EXERCISE DETAILS
For the word "then", search the records and show each line in which it occurs.

GIVEN ENTRIES
****************************************
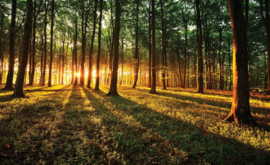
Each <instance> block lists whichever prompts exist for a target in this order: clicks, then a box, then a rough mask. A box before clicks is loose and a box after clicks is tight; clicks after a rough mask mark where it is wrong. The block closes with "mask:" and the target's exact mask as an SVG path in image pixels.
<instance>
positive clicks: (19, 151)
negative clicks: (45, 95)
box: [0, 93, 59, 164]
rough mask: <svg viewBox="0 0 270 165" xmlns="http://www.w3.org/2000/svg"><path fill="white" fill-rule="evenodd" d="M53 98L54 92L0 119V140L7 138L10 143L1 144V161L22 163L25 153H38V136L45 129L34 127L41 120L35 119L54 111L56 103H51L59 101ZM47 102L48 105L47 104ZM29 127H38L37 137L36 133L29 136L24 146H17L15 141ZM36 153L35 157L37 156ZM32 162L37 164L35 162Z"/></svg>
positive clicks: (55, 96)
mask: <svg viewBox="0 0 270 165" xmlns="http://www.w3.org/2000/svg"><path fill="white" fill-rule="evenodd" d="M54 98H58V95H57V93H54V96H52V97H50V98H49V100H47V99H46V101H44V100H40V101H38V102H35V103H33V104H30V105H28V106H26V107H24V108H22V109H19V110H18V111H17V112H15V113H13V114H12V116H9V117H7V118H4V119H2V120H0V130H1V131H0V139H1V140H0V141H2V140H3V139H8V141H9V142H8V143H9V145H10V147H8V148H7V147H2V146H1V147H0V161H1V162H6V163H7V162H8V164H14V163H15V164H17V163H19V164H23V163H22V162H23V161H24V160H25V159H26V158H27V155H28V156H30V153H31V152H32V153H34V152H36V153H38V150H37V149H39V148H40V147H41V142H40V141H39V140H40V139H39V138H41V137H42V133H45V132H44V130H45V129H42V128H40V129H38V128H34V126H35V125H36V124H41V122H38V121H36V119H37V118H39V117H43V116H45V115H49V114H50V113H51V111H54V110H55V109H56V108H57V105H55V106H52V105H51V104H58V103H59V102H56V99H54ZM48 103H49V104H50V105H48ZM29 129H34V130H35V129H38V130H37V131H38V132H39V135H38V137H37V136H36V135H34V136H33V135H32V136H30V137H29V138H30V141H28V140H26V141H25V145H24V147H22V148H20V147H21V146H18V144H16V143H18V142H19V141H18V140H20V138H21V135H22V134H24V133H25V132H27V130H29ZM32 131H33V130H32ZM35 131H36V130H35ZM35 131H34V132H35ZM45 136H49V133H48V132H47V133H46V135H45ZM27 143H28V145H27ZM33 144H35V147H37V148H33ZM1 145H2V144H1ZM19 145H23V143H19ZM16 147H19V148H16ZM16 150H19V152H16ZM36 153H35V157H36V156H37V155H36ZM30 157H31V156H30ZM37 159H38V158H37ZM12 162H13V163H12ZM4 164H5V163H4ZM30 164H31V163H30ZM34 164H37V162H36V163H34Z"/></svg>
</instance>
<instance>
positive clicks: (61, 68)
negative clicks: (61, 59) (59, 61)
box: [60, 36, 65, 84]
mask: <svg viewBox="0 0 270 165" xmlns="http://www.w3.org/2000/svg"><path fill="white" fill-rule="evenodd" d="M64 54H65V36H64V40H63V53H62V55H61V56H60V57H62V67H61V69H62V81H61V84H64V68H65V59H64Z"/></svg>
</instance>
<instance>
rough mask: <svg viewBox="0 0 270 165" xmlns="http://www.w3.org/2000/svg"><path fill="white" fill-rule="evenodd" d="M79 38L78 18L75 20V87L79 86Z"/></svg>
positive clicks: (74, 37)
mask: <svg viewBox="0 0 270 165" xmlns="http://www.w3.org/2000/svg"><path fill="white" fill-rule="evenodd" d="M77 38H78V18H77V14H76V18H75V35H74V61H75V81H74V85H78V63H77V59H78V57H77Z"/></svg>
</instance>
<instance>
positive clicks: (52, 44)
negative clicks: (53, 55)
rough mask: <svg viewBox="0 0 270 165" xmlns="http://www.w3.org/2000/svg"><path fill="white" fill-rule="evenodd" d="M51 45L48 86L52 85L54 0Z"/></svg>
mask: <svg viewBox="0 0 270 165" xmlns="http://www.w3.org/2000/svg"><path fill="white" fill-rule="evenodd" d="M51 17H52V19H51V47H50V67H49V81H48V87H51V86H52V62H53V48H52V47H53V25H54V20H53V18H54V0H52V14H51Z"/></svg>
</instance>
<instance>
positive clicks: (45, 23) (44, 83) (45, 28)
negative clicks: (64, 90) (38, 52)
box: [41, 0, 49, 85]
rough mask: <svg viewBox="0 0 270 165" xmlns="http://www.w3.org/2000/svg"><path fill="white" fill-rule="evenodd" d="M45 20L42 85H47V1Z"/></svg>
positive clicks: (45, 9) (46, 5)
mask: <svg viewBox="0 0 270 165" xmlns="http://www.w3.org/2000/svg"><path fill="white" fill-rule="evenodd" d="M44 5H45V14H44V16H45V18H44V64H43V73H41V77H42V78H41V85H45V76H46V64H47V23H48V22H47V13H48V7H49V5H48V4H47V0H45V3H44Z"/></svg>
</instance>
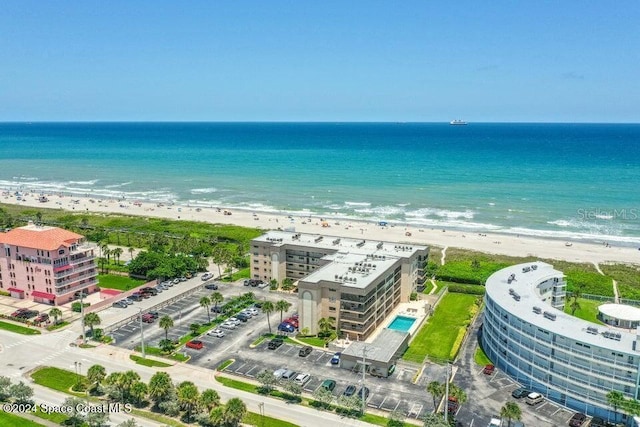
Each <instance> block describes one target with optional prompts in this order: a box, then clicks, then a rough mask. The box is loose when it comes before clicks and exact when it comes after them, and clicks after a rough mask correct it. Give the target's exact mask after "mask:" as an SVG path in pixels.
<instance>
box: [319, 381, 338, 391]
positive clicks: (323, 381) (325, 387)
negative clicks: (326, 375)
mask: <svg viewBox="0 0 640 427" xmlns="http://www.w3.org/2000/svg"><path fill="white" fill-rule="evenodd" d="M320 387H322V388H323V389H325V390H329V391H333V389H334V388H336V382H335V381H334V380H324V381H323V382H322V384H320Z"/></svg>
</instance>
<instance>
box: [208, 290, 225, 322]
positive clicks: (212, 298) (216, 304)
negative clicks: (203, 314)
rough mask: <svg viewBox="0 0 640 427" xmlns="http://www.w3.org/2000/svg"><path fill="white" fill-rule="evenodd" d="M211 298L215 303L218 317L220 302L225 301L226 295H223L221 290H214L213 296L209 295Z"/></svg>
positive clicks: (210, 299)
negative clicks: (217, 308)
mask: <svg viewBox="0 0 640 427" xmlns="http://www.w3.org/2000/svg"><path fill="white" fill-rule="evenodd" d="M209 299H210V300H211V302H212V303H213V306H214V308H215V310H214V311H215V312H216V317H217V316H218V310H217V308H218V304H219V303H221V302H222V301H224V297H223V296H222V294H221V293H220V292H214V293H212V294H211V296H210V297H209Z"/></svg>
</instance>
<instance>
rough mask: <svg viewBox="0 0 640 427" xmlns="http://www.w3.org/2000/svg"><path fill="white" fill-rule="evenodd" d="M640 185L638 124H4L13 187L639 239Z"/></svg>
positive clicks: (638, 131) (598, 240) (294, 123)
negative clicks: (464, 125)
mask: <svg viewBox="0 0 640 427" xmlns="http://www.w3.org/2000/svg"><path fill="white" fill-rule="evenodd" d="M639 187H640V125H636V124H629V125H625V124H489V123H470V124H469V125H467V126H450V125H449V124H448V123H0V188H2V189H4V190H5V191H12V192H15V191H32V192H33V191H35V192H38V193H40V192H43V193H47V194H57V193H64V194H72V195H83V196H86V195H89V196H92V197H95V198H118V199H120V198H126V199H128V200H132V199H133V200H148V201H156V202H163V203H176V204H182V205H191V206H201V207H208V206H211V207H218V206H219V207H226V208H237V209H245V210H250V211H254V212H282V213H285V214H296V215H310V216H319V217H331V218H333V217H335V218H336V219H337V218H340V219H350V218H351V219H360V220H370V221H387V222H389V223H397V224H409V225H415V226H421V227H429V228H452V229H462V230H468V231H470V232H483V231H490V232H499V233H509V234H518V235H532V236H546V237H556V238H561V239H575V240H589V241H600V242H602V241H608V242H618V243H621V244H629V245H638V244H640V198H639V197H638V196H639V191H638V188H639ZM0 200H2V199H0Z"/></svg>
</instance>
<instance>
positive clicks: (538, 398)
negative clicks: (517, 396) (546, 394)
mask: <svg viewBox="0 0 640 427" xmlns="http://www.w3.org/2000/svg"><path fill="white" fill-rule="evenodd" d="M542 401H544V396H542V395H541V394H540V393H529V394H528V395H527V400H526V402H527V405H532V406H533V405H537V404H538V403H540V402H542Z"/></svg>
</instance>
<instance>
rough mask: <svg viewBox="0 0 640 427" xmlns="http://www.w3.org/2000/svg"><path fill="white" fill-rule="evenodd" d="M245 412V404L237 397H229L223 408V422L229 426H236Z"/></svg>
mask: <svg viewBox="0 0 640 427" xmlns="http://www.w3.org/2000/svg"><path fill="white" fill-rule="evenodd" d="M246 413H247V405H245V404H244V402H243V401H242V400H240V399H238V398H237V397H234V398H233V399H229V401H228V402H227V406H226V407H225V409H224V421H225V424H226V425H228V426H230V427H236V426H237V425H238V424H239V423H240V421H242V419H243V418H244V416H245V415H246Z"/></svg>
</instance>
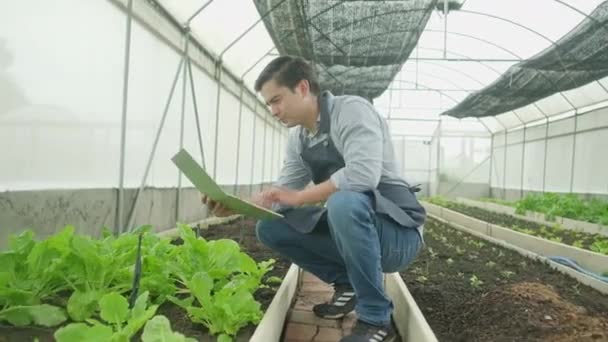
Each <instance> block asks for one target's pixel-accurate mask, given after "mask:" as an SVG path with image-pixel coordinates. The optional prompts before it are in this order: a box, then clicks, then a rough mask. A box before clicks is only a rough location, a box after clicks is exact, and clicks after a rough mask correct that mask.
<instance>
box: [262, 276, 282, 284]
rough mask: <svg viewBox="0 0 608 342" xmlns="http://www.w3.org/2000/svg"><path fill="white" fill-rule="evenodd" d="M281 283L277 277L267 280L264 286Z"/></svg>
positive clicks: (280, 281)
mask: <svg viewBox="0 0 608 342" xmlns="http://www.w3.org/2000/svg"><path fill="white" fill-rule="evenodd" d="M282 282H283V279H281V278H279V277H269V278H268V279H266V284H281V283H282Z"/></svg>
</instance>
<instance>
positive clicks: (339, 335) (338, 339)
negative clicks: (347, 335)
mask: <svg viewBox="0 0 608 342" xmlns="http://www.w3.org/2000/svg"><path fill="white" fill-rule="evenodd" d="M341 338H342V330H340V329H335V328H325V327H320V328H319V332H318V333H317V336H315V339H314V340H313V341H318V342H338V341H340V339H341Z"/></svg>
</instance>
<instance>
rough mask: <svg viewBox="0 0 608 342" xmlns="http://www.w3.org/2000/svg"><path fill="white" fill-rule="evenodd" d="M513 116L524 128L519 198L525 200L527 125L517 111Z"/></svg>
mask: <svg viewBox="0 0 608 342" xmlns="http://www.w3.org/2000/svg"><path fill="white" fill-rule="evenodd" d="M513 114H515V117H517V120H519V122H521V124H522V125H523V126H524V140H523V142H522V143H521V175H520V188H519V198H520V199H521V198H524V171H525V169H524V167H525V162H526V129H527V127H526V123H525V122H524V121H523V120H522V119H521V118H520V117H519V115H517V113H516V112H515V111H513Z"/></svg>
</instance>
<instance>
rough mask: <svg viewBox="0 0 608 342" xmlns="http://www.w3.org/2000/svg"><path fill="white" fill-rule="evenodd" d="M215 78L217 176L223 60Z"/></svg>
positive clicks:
****************************************
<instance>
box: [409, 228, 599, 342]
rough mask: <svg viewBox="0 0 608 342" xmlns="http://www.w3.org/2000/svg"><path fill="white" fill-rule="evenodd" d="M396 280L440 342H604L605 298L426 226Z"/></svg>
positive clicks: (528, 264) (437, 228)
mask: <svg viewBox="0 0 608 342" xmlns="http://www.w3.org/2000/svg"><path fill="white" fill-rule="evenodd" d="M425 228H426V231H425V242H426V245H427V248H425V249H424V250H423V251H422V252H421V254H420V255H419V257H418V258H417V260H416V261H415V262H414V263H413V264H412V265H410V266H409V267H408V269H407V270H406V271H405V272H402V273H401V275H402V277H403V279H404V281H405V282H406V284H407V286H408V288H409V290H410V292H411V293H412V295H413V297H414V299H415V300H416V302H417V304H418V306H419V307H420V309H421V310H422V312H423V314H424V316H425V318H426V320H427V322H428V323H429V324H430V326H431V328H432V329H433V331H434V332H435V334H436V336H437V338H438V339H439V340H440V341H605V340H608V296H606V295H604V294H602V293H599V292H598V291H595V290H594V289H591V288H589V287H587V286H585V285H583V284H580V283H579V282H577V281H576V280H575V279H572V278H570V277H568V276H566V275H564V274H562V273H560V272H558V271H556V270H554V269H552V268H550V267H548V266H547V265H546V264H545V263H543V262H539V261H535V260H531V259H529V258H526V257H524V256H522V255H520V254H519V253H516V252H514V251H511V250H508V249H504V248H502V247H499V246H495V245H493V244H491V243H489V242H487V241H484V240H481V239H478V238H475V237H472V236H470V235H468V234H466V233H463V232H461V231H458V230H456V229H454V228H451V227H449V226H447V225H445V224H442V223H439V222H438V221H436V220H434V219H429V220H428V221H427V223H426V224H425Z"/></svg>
****************************************
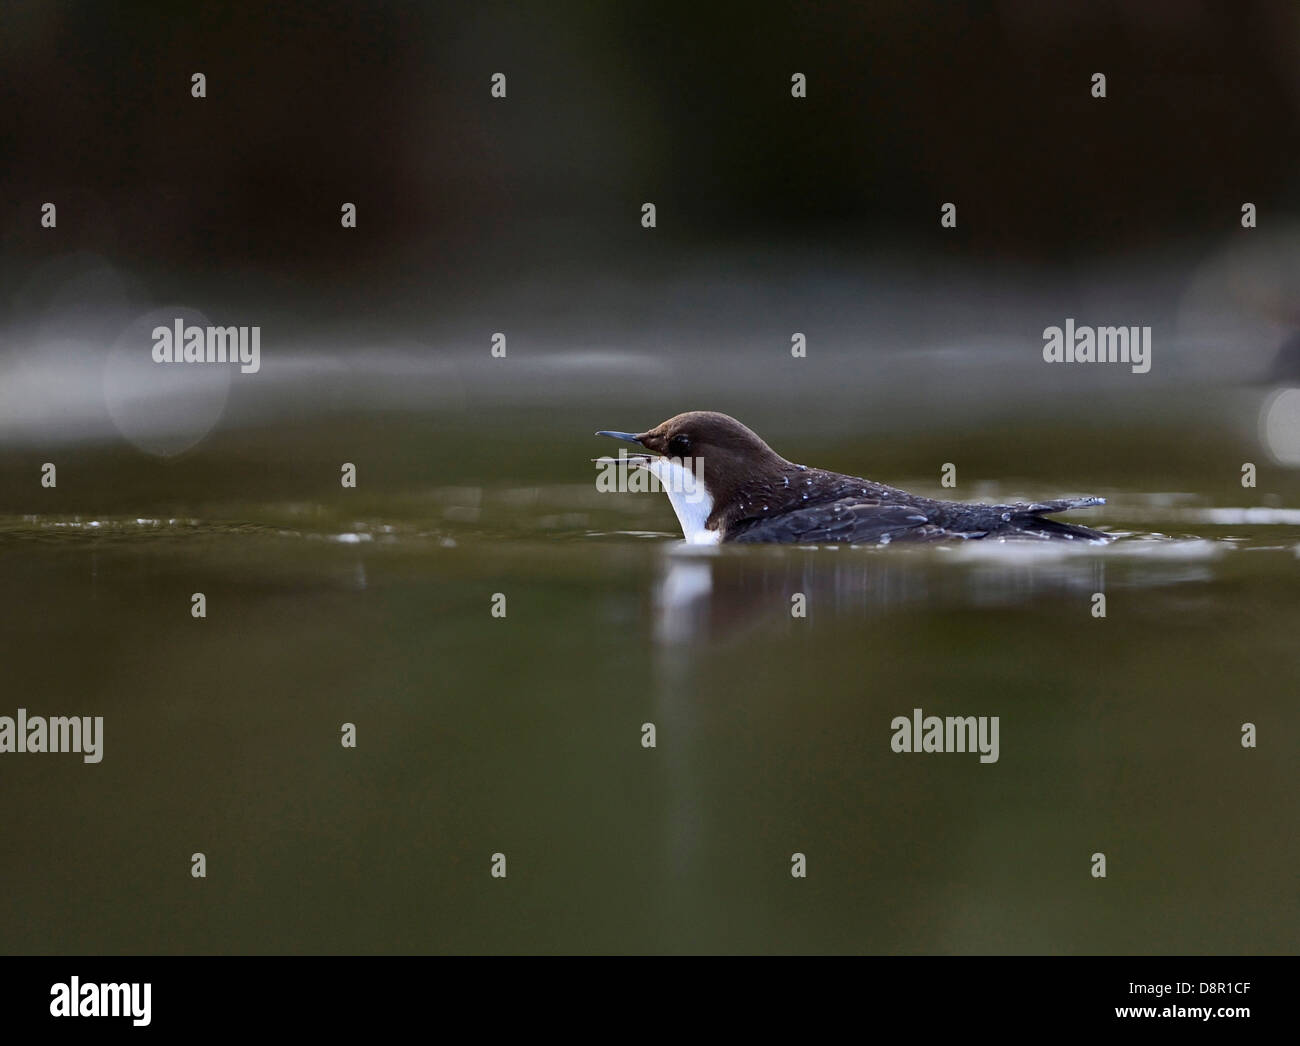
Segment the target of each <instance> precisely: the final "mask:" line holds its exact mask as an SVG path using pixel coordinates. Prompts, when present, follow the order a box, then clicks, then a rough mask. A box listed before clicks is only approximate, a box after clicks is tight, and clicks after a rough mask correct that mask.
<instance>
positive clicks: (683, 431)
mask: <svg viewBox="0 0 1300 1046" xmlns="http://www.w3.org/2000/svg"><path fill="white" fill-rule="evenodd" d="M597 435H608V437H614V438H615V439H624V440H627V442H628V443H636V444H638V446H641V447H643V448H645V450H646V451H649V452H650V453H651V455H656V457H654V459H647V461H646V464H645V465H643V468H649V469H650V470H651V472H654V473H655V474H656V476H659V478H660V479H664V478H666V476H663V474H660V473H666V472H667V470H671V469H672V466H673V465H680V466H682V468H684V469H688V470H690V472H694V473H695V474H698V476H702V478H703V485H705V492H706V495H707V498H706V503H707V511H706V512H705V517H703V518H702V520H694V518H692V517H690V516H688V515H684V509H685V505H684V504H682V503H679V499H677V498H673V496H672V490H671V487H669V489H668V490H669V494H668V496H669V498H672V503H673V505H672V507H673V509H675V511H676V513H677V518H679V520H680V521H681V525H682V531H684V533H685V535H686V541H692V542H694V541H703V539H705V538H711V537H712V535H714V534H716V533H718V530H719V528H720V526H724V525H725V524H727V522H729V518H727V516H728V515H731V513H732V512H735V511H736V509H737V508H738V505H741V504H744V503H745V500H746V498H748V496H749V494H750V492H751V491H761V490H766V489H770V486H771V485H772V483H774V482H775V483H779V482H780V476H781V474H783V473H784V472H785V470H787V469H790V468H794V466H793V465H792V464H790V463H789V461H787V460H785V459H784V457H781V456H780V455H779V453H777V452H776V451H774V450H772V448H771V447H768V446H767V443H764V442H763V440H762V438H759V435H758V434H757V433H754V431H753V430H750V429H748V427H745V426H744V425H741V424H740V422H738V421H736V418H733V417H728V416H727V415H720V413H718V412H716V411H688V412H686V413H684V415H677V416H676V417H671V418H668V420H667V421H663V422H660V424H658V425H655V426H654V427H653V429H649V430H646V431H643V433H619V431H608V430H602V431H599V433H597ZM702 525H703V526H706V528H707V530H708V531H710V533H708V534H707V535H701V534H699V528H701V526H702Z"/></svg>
****************************************
WRITTEN SOLUTION
Each <instance> block lists whichever prompts exist for a target in this order: clicks, then a box, then a rough mask. A box before clicks is loose and a box after clicks is tight; clicks after a rough mask mark where it is wrong. The block closes with "mask:" and the target's exact mask as an SVG path in image pixels.
Each <instance> block describes one target with optional prompts in this order: a box, then clicks, then a rough mask. The box is loose when it comes before clicks and exact when it comes after them, and clicks after a rough mask correct it. Give the target's exact mask after "mask:" as an SVG path in pixels.
Each <instance> block asks for one target's pixel-accurate mask, given after "mask:" as an SVG path with image-pixel coordinates. The optional prompts before it are in this order: a box, then clicks, then a rough mask. A box before clicks is only a rough location, a box after clicks is exact, and clicks after a rough mask correct that mask.
Segment the target of each <instance> precisely: the final "mask:" line holds its exact mask as an SVG path using pixel coordinates. Prompts, when present, follow the order a box, then clicks, then a rough mask. A box listed before clicks is only approximate, a box after clicks is tight, and clicks after a rough mask correct that mask.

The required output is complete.